**Problem**
Turn the lines of the records below into a Markdown table with the columns No. and Line, starting at the line with "Identify each small green" and going through the last line, both included. Number each row and leave out blank lines.

..........

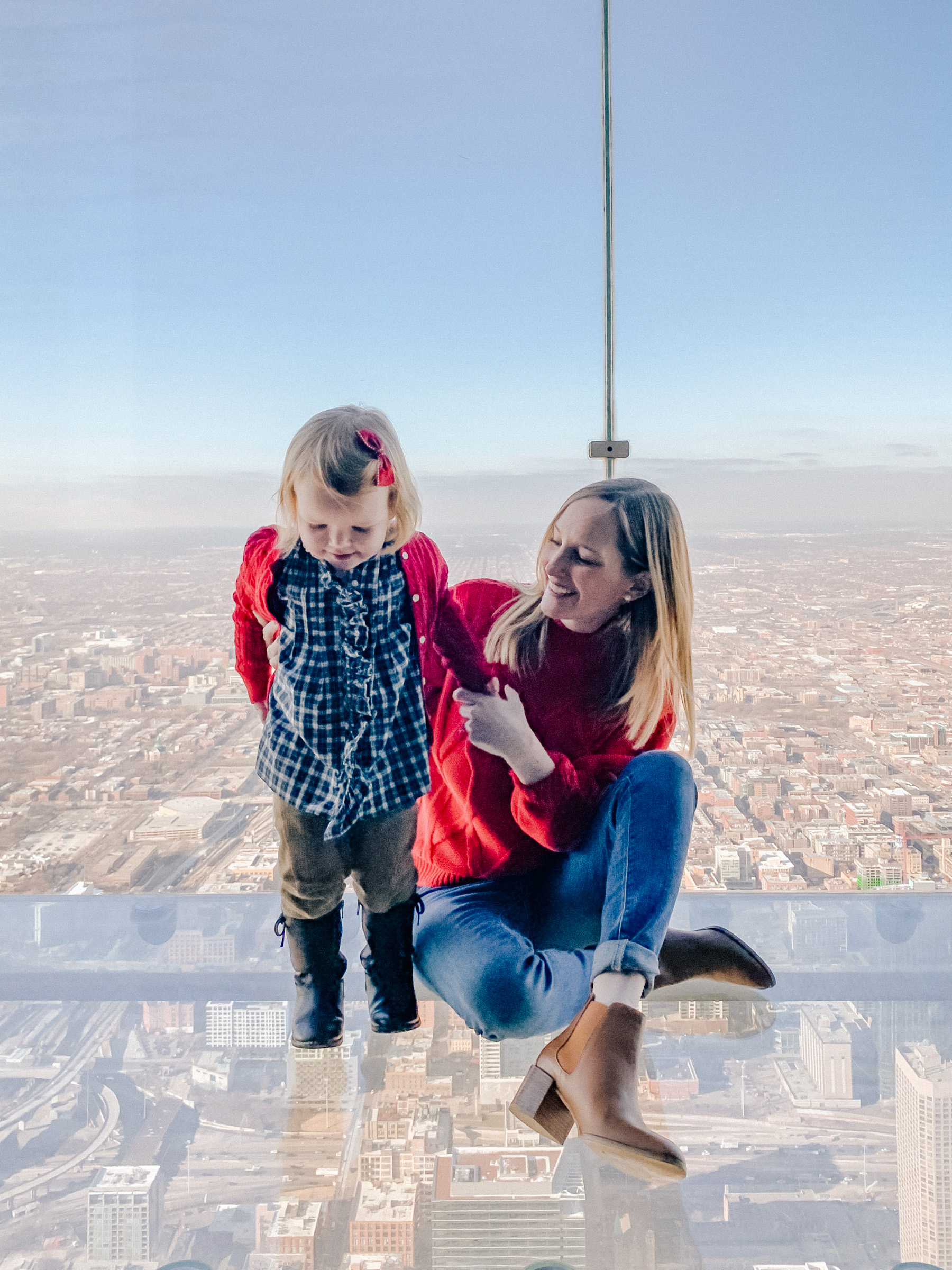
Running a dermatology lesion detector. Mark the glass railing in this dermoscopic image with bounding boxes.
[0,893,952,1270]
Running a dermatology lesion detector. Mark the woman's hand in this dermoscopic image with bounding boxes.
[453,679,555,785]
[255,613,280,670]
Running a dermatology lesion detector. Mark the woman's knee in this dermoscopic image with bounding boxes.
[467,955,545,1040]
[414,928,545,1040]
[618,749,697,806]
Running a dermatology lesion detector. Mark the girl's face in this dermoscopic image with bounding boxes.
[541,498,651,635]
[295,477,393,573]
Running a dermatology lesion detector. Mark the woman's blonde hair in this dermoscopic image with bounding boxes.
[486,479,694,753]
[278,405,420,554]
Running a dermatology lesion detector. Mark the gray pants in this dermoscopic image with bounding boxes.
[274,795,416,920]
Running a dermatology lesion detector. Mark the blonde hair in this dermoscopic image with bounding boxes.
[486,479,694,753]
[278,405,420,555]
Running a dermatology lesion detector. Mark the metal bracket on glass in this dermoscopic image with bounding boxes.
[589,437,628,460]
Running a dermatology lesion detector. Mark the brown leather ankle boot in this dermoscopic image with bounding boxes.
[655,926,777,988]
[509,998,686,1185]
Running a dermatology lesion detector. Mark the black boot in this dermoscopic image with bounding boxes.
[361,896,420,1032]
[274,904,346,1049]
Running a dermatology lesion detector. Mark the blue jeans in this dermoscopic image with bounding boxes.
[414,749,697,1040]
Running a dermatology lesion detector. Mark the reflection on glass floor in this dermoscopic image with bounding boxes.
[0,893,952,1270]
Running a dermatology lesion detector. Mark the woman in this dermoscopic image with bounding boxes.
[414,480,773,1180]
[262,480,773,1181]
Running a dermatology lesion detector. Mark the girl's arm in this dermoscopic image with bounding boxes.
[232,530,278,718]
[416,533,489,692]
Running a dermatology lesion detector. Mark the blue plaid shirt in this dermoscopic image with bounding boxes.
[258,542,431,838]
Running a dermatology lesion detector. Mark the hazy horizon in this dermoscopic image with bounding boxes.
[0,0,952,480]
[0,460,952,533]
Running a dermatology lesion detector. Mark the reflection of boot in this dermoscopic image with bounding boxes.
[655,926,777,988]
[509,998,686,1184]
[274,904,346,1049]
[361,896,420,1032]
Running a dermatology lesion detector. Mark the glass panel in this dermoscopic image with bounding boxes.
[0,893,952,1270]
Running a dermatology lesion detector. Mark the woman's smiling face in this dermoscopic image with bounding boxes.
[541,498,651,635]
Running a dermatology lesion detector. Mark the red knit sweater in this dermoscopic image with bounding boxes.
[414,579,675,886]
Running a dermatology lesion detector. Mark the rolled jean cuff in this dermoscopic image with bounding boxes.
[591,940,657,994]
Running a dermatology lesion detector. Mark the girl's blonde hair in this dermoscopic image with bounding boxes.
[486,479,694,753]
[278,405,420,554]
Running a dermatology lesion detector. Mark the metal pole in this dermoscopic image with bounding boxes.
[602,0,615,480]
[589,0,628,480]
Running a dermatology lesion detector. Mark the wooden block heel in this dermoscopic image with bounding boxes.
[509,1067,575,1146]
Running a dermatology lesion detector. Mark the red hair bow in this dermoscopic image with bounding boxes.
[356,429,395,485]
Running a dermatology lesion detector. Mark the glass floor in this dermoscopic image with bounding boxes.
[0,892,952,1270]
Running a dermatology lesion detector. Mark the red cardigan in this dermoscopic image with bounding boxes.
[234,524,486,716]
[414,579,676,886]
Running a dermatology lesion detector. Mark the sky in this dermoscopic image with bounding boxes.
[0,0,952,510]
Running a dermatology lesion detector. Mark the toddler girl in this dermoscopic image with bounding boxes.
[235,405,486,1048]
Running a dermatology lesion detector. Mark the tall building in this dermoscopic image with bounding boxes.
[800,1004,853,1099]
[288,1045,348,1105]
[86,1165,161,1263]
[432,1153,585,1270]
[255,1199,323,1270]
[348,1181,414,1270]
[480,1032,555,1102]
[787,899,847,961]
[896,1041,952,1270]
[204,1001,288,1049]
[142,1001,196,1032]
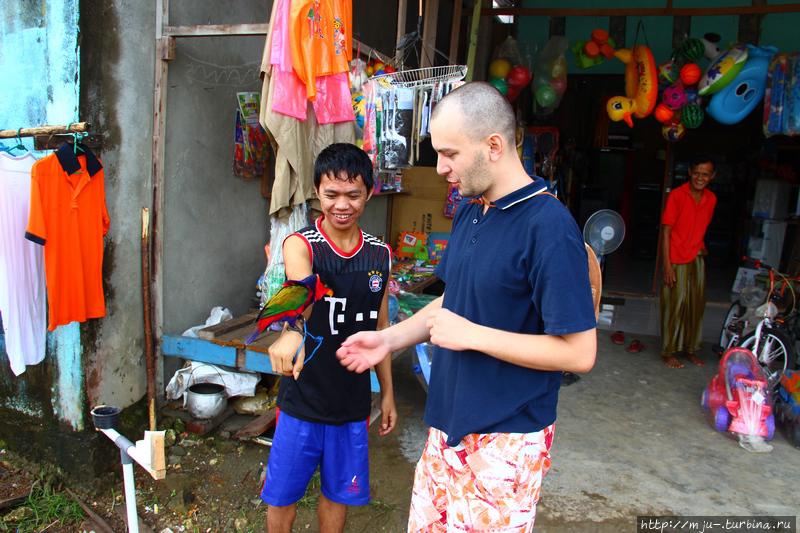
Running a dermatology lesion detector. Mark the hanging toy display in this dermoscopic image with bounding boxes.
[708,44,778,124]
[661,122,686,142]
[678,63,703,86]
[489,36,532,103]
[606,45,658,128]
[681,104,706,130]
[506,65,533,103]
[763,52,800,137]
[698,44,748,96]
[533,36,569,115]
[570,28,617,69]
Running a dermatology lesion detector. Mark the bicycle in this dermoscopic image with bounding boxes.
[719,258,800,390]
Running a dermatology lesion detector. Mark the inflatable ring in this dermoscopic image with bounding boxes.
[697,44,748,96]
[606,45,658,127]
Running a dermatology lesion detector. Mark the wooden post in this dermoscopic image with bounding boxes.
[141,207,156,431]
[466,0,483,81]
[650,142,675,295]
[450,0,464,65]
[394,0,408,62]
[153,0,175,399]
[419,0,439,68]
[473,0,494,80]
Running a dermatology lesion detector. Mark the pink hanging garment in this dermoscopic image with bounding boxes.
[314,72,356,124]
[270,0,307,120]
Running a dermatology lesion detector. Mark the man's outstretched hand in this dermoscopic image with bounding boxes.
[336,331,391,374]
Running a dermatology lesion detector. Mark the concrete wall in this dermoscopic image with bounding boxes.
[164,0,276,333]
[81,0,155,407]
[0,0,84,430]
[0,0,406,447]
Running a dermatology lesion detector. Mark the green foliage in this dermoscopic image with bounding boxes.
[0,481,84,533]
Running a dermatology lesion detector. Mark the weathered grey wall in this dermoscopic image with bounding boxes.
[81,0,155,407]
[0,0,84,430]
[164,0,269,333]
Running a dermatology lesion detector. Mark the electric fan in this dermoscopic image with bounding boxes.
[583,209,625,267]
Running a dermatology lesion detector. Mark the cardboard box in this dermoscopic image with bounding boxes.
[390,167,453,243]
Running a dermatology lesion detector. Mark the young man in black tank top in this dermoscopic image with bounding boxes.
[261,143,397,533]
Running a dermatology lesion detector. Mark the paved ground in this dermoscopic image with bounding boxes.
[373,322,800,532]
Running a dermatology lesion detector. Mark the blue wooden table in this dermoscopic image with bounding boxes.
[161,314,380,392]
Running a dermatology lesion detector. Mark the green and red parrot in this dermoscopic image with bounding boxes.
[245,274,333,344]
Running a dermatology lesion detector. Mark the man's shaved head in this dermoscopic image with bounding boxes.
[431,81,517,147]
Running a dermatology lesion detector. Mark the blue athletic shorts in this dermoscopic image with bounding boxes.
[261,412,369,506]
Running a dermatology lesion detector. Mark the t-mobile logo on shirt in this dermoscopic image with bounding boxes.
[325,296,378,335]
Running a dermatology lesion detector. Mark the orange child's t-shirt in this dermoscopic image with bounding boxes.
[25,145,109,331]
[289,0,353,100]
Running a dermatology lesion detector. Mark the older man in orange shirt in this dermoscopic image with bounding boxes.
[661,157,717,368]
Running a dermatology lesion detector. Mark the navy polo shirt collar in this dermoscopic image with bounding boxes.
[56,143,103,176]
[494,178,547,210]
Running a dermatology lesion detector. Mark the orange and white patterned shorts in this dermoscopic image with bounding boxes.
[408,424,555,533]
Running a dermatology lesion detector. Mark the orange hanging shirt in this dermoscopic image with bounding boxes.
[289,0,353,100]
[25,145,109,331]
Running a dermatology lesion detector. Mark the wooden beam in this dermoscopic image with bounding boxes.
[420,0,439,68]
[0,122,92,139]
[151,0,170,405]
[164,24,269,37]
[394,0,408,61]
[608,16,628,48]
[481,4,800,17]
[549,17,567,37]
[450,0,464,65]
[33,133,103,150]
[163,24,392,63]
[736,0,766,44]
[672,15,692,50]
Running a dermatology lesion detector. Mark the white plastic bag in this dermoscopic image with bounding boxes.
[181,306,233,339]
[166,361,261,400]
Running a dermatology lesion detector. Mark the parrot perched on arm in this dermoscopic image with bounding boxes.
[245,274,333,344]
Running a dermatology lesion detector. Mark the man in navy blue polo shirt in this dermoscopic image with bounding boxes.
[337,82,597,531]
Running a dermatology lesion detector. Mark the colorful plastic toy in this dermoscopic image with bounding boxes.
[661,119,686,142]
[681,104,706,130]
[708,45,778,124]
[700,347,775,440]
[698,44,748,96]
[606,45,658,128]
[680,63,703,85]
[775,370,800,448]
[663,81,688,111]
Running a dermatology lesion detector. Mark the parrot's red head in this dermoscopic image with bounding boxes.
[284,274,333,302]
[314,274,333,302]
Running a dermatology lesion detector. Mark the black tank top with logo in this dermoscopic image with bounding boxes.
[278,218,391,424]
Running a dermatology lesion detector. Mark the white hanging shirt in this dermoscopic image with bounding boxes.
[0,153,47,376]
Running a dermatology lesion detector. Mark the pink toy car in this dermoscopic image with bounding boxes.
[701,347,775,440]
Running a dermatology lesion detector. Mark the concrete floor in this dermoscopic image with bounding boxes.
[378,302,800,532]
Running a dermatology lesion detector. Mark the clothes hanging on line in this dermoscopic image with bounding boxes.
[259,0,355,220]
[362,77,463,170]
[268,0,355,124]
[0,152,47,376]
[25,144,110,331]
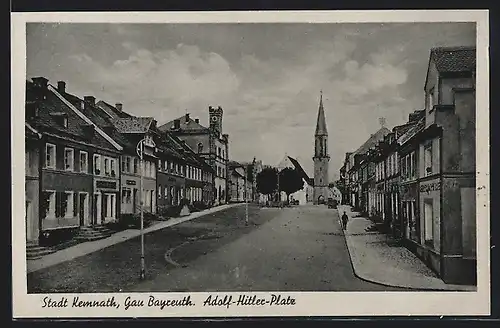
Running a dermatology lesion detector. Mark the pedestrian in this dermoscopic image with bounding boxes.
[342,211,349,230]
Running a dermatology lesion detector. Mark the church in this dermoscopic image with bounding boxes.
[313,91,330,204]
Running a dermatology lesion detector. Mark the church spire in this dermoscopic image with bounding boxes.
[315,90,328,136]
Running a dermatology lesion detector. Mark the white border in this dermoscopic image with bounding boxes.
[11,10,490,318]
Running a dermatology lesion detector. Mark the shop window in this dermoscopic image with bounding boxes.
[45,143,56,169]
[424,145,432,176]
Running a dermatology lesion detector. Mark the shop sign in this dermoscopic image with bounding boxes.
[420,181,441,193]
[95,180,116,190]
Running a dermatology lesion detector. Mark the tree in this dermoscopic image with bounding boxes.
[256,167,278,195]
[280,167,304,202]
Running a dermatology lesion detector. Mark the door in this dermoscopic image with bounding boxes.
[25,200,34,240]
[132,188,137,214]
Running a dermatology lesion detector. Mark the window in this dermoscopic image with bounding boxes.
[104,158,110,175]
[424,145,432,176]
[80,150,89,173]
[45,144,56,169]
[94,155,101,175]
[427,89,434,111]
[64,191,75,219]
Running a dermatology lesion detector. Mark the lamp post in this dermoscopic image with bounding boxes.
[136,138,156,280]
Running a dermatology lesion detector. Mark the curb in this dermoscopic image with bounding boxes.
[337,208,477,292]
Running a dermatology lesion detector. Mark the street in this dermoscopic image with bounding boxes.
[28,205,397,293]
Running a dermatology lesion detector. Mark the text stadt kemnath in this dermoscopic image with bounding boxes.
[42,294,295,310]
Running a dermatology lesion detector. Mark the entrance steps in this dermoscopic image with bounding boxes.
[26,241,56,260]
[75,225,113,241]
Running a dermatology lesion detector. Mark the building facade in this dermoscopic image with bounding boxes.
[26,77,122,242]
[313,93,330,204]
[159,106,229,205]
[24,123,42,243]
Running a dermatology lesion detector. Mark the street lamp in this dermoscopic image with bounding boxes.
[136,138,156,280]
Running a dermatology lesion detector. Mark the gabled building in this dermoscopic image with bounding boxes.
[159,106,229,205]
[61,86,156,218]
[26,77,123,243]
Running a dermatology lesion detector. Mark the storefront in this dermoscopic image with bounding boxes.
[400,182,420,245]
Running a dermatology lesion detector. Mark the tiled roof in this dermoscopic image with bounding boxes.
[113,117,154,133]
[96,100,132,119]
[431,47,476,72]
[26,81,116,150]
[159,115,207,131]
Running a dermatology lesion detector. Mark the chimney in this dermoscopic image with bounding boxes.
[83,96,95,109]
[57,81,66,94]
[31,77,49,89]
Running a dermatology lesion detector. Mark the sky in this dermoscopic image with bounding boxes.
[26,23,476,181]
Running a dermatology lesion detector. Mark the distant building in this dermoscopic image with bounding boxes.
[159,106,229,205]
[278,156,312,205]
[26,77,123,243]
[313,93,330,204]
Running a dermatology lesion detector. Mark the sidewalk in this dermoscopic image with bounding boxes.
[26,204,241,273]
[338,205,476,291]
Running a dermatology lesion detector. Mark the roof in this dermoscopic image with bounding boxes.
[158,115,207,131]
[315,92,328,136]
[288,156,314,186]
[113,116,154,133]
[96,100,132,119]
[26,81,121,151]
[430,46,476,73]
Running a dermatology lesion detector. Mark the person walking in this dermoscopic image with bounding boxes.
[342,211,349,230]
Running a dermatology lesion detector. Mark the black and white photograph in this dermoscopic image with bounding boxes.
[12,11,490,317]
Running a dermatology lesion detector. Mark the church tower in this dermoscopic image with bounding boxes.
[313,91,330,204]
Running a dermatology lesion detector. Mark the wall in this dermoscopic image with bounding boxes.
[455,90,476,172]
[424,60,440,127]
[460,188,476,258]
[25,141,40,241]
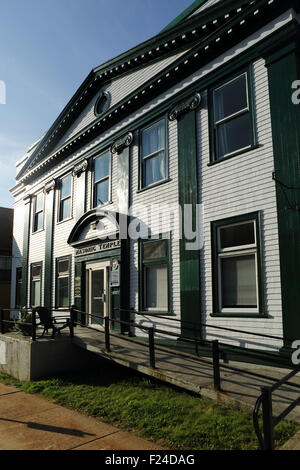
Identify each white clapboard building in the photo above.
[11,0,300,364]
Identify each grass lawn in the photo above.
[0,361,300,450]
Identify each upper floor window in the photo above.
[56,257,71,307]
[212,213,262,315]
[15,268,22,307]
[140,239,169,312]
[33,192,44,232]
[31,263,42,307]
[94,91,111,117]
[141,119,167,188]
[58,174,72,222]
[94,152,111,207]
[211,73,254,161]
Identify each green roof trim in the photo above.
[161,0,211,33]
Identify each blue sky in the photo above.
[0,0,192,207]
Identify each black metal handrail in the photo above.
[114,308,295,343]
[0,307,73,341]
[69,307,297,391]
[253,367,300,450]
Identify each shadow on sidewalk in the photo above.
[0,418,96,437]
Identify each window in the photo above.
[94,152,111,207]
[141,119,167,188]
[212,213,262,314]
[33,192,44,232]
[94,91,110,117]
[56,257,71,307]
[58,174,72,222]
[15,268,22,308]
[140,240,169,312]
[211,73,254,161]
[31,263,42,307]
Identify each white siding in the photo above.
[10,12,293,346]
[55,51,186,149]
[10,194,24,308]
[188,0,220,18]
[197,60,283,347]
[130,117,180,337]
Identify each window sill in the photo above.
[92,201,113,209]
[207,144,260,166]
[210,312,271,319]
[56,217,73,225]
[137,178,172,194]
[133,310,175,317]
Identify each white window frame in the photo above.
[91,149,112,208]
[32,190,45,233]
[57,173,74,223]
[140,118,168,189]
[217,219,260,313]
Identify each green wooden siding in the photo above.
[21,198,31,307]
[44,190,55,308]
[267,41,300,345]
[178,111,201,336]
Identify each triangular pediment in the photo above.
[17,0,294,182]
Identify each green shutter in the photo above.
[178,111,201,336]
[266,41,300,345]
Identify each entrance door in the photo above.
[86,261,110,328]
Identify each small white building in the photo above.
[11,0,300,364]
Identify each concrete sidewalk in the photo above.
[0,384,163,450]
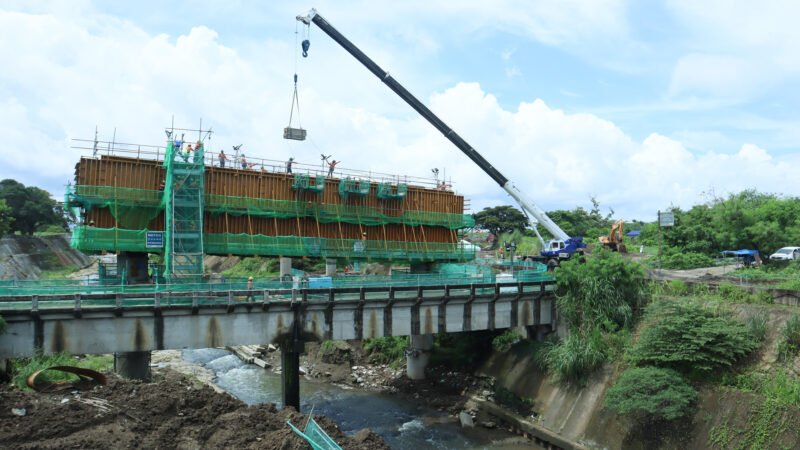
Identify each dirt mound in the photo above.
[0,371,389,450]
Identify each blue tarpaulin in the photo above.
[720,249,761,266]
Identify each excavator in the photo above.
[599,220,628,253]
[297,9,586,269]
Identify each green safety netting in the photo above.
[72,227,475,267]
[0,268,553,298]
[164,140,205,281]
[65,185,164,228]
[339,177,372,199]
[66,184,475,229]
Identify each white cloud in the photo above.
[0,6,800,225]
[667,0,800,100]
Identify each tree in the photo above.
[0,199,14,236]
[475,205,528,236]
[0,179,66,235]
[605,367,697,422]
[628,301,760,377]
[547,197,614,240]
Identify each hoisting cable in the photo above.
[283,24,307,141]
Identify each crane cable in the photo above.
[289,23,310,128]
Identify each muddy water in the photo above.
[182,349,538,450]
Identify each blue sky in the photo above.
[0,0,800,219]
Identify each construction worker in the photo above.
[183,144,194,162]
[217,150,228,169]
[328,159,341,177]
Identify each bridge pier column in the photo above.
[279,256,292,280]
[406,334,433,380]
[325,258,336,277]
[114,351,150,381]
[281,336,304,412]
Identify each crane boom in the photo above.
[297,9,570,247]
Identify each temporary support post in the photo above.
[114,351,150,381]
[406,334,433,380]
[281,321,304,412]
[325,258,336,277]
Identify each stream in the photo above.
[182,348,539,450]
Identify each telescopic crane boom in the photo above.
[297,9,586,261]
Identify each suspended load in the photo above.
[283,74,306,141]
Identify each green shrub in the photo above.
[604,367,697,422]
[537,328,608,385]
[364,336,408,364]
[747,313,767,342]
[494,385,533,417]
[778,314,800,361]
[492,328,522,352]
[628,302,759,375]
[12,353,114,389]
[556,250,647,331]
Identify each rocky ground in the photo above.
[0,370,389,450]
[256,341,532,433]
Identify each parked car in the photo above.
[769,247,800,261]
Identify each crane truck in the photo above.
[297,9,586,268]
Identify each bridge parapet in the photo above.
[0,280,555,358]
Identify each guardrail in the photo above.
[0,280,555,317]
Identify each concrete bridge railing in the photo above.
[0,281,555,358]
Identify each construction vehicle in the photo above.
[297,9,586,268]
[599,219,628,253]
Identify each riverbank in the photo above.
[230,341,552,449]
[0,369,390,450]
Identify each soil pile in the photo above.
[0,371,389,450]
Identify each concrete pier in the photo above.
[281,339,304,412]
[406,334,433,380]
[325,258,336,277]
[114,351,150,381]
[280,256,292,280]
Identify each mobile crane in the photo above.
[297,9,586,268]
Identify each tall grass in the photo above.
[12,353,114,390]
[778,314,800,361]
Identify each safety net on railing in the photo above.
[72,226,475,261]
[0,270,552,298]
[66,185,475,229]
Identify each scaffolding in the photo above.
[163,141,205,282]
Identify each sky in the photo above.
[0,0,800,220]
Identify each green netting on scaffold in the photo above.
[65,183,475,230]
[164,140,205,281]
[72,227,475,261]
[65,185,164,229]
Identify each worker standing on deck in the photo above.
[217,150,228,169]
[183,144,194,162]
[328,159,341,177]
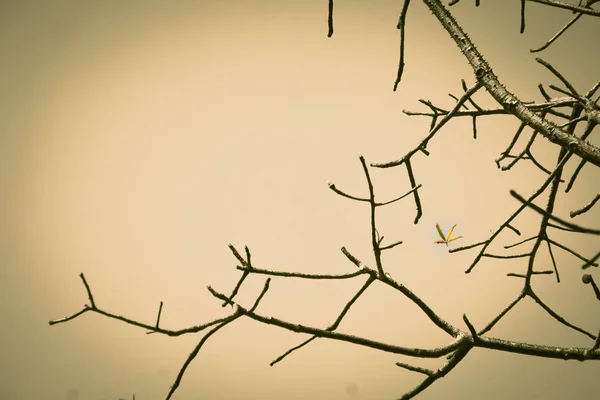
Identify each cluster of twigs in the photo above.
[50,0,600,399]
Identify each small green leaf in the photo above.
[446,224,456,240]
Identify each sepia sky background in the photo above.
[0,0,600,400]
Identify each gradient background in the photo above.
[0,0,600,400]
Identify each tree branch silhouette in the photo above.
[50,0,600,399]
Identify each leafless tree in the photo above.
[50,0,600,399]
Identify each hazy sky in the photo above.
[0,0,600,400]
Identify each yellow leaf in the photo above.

..........

**Task solution**
| No. | Line |
|---|---|
| 1 | Identify each small green leaf in the photo above. |
| 2 | [446,224,456,240] |
| 3 | Identify each sepia sky background in the photo above. |
| 4 | [0,0,600,400] |
| 5 | Identify each gradient background in the photo above. |
| 6 | [0,0,600,400] |
| 7 | Identify each tree branch silhouette in the photo above. |
| 8 | [50,0,600,399] |
| 9 | Identify each leafless tree in the photo above. |
| 10 | [50,0,600,399] |
| 11 | Identify each hazy sky in the photo above. |
| 12 | [0,0,600,400] |
| 13 | Identify each yellow leaf in the photo above. |